▸ Task instructions
[a] Answer these questions from the colonoscopy post:
(i) How often must the writer have a colonoscopy?
(ii) What is the writer's statistical chance of getting colon cancer?
(iii) On what day of the week was this procedure done?
[b] Rewrite the colonoscopy post starting with "Frankly, it's a" and going on through "out of him.", putting "Friday" wherever "Thursday" appears.
[c] Continue the colonoscopy post from its last sentence.

Text: Begin

Saturday, April 02, 2011

Weak Week

It's been a week to remember, to forget.

*Note * Biological, medical junk you may not want to hear.

On March 31st, I was scheduled to go to the hospital for a routine screening colonoscopy. Ugh, yes. However, it is something I have to do every three years, because I am a "high risk" person for colon cancer -- my dad died of it, and my mother damn near died of it. Colon cancer also killed one of my uncles. Statistically, I have a one in four chance of contracting colon cancer.

"However," my doctor told me, "this is the one cancer that is completely avoidable. We can actually prevent it by regular colonoscopies."

Frankly, it's a creepy procedure, having some random doctorate wander through your ass and into your innards with a spotlight, looking for stalactites and stalagmites and speed bumps and things. Thank God my doctors have thoroughly bought into the general anesthetic thing, and don't expect people to just "tough it out" as my parents experienced it.

Fact is, I had the procedure done on Thursday, and I get another three-year "all clear." I'm glad of that. I don't want to die like Dad did, in excruciating pain strapped into a hospital bed while medicos tried to eke another couple weeks of life out of him.

And I learned some things this time around. My first experience of colonoscopy was that it was scary, but not so awful as I thought it would be. The preparation was the worst, having to swallow down a laxative that makes you shit your innards inside out. The second time a new doctor had taken over the practice, and he is one who believes that double the "shit your innards inside out" is better than one "shit your innards inside out." That time was a nightmare of stomach upset and shitting the innards inside out ALL NIGHT LONG (do not play in your head the Lionel Richie song "All Night Long") because he wanted the attached garage scrubbed clean enough to perform a white glove inspection. That time, three years ago, was so hideously exhausting that I felt truly sick by the time I arrived at the hospital for the procedure, not having slept in more than 24 hours. (They were surprised that my blood pressure was high, WTF, I was feeling deathly ill from dehydration and exhaustion!)

Text: End
Provided information: Begin

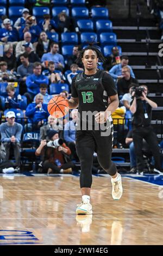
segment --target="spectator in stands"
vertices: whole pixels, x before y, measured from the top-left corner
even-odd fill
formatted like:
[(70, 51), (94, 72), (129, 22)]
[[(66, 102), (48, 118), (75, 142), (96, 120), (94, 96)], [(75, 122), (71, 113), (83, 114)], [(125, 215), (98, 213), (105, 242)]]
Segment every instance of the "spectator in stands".
[(15, 95), (15, 88), (14, 86), (9, 84), (6, 88), (6, 91), (8, 96), (5, 99), (5, 108), (26, 109), (26, 103), (21, 95)]
[(134, 97), (131, 102), (130, 111), (133, 114), (132, 121), (133, 138), (137, 157), (137, 166), (140, 173), (143, 170), (144, 163), (142, 153), (144, 138), (152, 152), (155, 163), (154, 170), (161, 173), (160, 149), (156, 134), (151, 125), (152, 108), (157, 108), (157, 104), (147, 97), (148, 87), (142, 85), (142, 96), (137, 97), (135, 92), (132, 93)]
[(30, 123), (26, 126), (28, 131), (39, 130), (40, 127), (44, 125), (49, 116), (47, 111), (47, 105), (43, 103), (43, 96), (38, 93), (35, 97), (35, 102), (30, 103), (27, 107), (26, 115), (29, 118)]
[(58, 133), (60, 133), (61, 125), (58, 124), (58, 120), (52, 115), (49, 115), (48, 118), (48, 123), (46, 125), (41, 127), (40, 132), (40, 139), (48, 139), (47, 132), (49, 130), (55, 130)]
[(58, 22), (57, 23), (57, 32), (59, 33), (65, 32), (79, 32), (79, 28), (77, 26), (76, 21), (72, 17), (66, 15), (63, 11), (58, 15)]
[(15, 21), (14, 28), (16, 28), (18, 31), (22, 26), (24, 26), (26, 24), (26, 20), (29, 16), (29, 10), (28, 9), (23, 9), (22, 11), (22, 16), (18, 18)]
[(40, 58), (44, 53), (51, 51), (50, 46), (52, 42), (52, 40), (48, 39), (47, 35), (44, 31), (40, 33), (38, 44), (36, 46), (36, 53)]
[(41, 64), (39, 62), (34, 64), (33, 74), (28, 76), (26, 80), (26, 85), (28, 93), (25, 95), (30, 102), (36, 94), (40, 92), (40, 86), (41, 83), (48, 84), (48, 78), (41, 75)]
[(16, 170), (20, 169), (21, 136), (23, 129), (22, 125), (15, 121), (15, 114), (9, 111), (6, 114), (7, 122), (0, 125), (1, 142), (5, 149), (5, 161), (9, 159), (10, 150), (14, 150)]
[[(81, 47), (79, 45), (75, 45), (73, 47), (72, 54), (68, 56), (67, 58), (67, 66), (68, 69), (70, 69), (71, 65), (76, 63), (81, 50)], [(78, 70), (84, 70), (82, 63), (81, 63), (80, 65), (78, 64)]]
[[(35, 53), (33, 50), (33, 46), (31, 42), (26, 42), (23, 45), (24, 47), (24, 52), (28, 54), (28, 59), (29, 62), (33, 63), (36, 62), (40, 62), (40, 58), (36, 53)], [(20, 58), (18, 62), (20, 61)]]
[(105, 57), (106, 60), (103, 64), (104, 70), (109, 70), (115, 65), (121, 63), (121, 57), (119, 49), (117, 46), (114, 46), (111, 49), (112, 53)]
[(8, 70), (8, 64), (5, 62), (0, 62), (0, 81), (11, 82), (15, 81), (16, 76), (11, 71)]
[[(58, 133), (55, 130), (49, 130), (48, 136), (51, 141), (59, 138)], [(46, 140), (41, 140), (39, 147), (36, 149), (36, 156), (45, 156), (43, 163), (44, 172), (49, 173), (71, 173), (74, 164), (70, 161), (68, 156), (71, 155), (70, 148), (62, 143), (56, 148), (48, 147)]]
[(122, 56), (121, 63), (114, 66), (109, 71), (109, 74), (115, 79), (120, 79), (123, 77), (122, 74), (122, 68), (125, 66), (128, 66), (130, 70), (130, 74), (132, 77), (135, 78), (135, 75), (132, 68), (128, 65), (129, 58), (127, 56)]
[(16, 45), (18, 40), (17, 30), (11, 25), (9, 19), (5, 19), (3, 21), (4, 28), (0, 28), (0, 41), (4, 43), (12, 42)]
[(23, 40), (24, 34), (26, 32), (30, 32), (32, 35), (31, 42), (37, 42), (41, 30), (37, 25), (36, 19), (34, 16), (29, 16), (26, 19), (26, 25), (23, 26), (19, 30), (20, 38)]
[(49, 14), (45, 14), (43, 15), (43, 20), (39, 21), (39, 26), (41, 31), (46, 32), (55, 32), (57, 25), (54, 20), (51, 19)]
[(120, 78), (117, 82), (117, 90), (119, 97), (121, 97), (125, 93), (127, 93), (129, 85), (131, 83), (139, 86), (139, 82), (130, 75), (130, 70), (128, 66), (124, 66), (122, 68), (123, 78)]
[(8, 64), (9, 70), (15, 71), (16, 69), (16, 59), (13, 54), (13, 46), (11, 43), (4, 46), (4, 54), (0, 58), (0, 62), (5, 62)]
[(45, 62), (46, 60), (53, 62), (56, 69), (62, 71), (65, 66), (64, 58), (63, 56), (58, 53), (59, 51), (59, 45), (57, 42), (53, 42), (51, 45), (51, 51), (47, 53), (44, 53), (41, 58), (41, 62), (44, 62), (44, 66), (46, 66)]
[(75, 159), (79, 161), (76, 148), (76, 122), (78, 120), (78, 109), (73, 109), (71, 111), (71, 115), (72, 120), (65, 124), (64, 137), (66, 144), (69, 147), (72, 152), (72, 159)]
[(46, 75), (48, 75), (50, 83), (64, 83), (66, 78), (61, 71), (55, 72), (54, 63), (53, 62), (48, 62), (48, 70), (46, 72)]
[[(47, 93), (48, 86), (46, 83), (41, 83), (40, 85), (40, 93), (43, 96), (43, 103), (47, 104), (49, 100), (53, 97)], [(36, 96), (34, 99), (34, 101), (35, 101)]]
[(27, 77), (33, 73), (33, 63), (29, 62), (28, 54), (26, 52), (20, 54), (19, 58), (22, 65), (17, 68), (17, 74), (22, 81), (26, 81)]
[[(24, 40), (23, 41), (20, 41), (17, 44), (16, 46), (16, 57), (17, 58), (20, 54), (24, 52), (24, 46), (23, 45), (25, 45), (26, 43), (31, 42), (31, 34), (29, 32), (26, 32), (24, 34)], [(34, 51), (34, 48), (32, 45), (32, 51)]]
[(71, 72), (67, 75), (67, 80), (69, 84), (71, 85), (72, 78), (78, 75), (77, 70), (78, 69), (78, 66), (76, 64), (72, 64), (70, 66), (70, 69), (71, 70)]

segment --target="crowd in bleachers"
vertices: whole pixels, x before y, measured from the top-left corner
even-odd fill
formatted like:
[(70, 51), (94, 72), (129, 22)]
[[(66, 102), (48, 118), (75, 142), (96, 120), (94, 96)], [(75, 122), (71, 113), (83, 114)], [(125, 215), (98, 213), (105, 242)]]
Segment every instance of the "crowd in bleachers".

Provided information: End

▸ Written answers
[a]
(i) Every three years.
(ii) One in four.
(iii) Thursday.

[b]
Frankly, it's a creepy procedure, having some random doctorate wander through your ass and into your innards with a spotlight, looking for stalactites and stalagmites and speed bumps and things. Thank God my doctors have thoroughly bought into the general anesthetic thing, and don't expect people to just "tough it out" as my parents experienced it.

Fact is, I had the procedure done on Friday, and I get another three-year "all clear." I'm glad of that. I don't want to die like Dad did, in excruciating pain strapped into a hospital bed while medicos tried to eke another couple weeks of life out of him.

[c]
This time, the prep was modified, as in the interim, someone had noticed that double the cleansing action was damn near killing people. That was the good news. The bad news was that my viscera didn't get the memo. As the day approached, my body went into flight-or-fight mode, and unable to flee, erupted in a painful and disgusting display of fear: atopic eczema, in the form of blistering, itching lesions. GROSS!

The actual preparation this time was a cake walk (though I believe the timing was off according to the doctor's schedule), and of course by the time they put me on an intravenous drip of versed I didn't give half a shit (so to speak) about what they were going to do to me.

Nevertheless, I am left with the remnants of the ordeal in the form of the dozens of slowly-healing lesions. I hope that in a few days, I'll be able to get back to normal activity uninhibited by big-ass blisters and put this experience behind me as a cluster of lessons well-learned.

And at least, for the next three to six years, I'm not going to contract colon cancer.

Oh, and at the top of the page, that's one of my 2011 portraits of our cherry tree blossoms. I may be a coward feeb, but Spring is strong.

4 comments:

Cheryl said...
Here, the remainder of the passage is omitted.